[[ Data shown open ]]

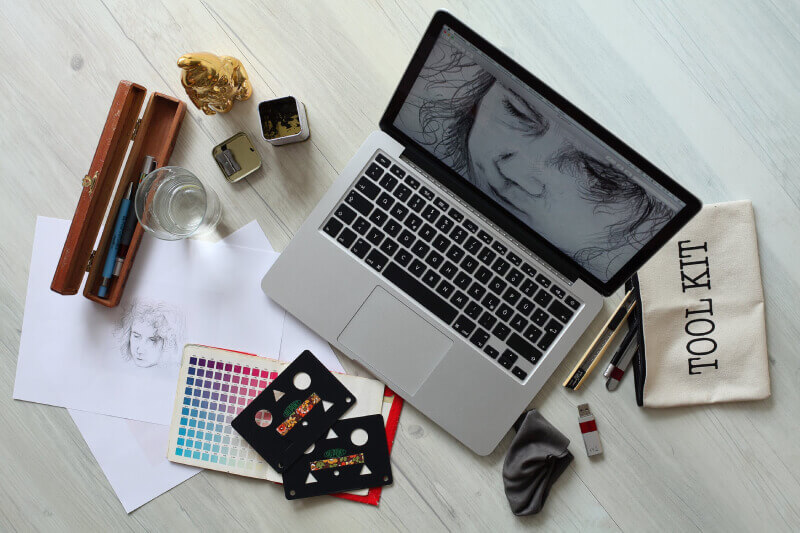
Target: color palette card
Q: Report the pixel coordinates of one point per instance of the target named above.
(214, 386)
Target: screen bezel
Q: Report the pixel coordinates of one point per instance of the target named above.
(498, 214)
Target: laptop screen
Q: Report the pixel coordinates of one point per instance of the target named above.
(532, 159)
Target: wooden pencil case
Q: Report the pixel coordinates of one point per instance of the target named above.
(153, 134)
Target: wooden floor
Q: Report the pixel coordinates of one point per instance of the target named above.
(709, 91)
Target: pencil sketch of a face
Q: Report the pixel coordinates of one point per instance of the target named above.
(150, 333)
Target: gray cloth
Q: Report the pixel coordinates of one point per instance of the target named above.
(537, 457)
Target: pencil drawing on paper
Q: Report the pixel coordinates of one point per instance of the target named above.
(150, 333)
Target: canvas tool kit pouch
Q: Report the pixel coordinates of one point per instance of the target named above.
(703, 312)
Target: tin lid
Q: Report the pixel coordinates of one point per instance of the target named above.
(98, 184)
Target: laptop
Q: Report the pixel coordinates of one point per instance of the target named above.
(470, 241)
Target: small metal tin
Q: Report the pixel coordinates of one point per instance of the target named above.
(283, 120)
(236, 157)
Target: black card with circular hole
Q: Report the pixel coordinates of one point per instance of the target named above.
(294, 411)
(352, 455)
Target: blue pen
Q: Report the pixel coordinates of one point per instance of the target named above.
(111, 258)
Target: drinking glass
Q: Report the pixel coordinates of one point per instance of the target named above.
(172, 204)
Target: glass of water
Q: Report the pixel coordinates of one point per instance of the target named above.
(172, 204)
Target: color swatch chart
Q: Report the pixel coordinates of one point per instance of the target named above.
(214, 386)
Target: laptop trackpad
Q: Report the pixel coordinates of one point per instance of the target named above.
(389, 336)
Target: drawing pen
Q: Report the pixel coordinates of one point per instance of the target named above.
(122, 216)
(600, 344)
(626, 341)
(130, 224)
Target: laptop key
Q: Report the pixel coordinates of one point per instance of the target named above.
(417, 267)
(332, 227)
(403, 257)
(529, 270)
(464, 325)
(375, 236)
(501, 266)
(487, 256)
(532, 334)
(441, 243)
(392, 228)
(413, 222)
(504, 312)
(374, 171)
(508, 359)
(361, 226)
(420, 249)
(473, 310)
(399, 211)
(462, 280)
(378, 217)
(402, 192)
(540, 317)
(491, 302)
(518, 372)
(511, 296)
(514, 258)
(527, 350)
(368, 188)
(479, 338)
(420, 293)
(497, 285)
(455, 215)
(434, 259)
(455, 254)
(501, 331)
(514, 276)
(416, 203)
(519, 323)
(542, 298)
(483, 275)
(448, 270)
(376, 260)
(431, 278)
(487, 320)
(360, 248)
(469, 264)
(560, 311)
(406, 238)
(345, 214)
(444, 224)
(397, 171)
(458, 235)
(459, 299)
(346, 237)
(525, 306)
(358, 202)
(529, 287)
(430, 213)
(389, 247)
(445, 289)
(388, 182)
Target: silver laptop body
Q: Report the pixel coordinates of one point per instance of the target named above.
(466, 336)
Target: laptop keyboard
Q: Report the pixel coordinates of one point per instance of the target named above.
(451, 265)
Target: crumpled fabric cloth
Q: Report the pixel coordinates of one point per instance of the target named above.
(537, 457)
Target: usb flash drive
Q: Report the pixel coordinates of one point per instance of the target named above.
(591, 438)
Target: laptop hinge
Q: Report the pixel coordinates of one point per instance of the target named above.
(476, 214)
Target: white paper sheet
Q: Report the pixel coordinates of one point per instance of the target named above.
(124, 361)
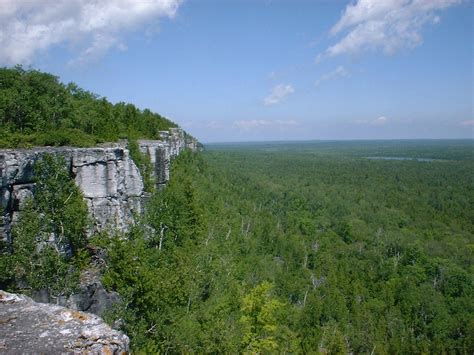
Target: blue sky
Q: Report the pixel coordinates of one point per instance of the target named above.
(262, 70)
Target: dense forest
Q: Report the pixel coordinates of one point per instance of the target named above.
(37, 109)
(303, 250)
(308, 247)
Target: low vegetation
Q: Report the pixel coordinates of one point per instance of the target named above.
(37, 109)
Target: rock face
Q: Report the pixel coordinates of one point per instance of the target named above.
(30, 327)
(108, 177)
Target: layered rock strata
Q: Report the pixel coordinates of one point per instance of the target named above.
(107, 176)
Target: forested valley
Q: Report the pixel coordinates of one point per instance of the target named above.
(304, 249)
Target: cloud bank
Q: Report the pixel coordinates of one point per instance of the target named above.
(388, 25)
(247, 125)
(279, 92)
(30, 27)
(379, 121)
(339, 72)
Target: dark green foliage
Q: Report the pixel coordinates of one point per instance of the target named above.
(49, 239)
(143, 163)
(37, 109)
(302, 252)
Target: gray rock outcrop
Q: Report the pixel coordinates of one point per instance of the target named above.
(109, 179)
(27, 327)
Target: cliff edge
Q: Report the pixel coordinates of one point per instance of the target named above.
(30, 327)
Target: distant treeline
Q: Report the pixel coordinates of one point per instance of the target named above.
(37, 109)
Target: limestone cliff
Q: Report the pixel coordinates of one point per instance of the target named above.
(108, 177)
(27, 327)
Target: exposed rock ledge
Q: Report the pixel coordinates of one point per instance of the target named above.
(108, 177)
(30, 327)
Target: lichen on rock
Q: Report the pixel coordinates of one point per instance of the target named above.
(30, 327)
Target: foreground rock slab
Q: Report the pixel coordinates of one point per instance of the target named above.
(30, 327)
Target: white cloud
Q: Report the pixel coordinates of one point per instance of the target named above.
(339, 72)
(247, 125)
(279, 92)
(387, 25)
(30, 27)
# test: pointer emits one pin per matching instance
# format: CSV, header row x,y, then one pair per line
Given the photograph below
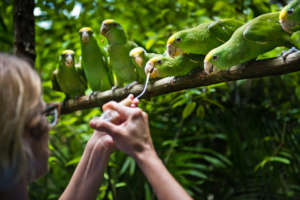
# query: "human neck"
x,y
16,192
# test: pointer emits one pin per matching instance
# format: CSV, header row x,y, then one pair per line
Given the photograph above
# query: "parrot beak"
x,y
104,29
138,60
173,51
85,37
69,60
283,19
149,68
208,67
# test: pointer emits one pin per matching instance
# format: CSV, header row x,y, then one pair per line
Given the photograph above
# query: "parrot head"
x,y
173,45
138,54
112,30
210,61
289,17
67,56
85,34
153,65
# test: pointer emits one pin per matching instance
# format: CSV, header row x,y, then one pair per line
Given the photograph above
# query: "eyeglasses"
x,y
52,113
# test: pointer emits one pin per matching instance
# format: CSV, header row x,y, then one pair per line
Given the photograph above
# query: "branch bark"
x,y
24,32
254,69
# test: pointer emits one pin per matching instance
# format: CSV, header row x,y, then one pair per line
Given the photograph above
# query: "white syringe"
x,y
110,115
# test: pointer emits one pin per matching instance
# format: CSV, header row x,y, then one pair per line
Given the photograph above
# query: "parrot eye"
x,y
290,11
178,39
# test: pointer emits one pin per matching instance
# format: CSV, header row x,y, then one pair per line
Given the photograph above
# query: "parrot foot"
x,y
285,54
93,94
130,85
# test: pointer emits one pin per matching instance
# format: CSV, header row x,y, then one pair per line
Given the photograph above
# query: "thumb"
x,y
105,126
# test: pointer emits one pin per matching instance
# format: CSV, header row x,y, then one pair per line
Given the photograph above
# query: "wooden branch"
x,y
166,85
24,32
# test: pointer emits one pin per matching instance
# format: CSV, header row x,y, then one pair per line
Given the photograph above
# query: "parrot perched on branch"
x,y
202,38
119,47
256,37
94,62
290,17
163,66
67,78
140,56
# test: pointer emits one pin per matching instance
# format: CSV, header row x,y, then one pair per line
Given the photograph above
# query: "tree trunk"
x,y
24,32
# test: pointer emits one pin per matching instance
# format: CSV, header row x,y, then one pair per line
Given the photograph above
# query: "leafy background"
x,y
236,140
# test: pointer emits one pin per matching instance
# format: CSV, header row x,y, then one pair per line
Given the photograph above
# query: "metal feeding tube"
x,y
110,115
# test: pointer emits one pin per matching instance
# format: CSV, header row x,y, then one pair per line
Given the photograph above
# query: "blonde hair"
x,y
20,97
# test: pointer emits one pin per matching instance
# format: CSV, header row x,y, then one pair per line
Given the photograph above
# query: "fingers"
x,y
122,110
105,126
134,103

[[ Data shown closed ]]

The reply should hold only the lines from the first line of the records above through the line containing "Target: wooden floor", copied exactly and without pictures.

Target: color palette card
Q: Report the pixel coordinates of one point per instance of the target named above.
(214, 386)
Target: screen bezel
Q: Report the pixel coordinates of one point per instance of the target named above.
(498, 214)
Target: laptop screen
Q: Report the pixel coordinates of one point per instance of the target named above.
(532, 159)
Target: wooden pencil case
Q: Report the pixel coordinates of one point per instance of the target named above.
(153, 134)
Target: wooden floor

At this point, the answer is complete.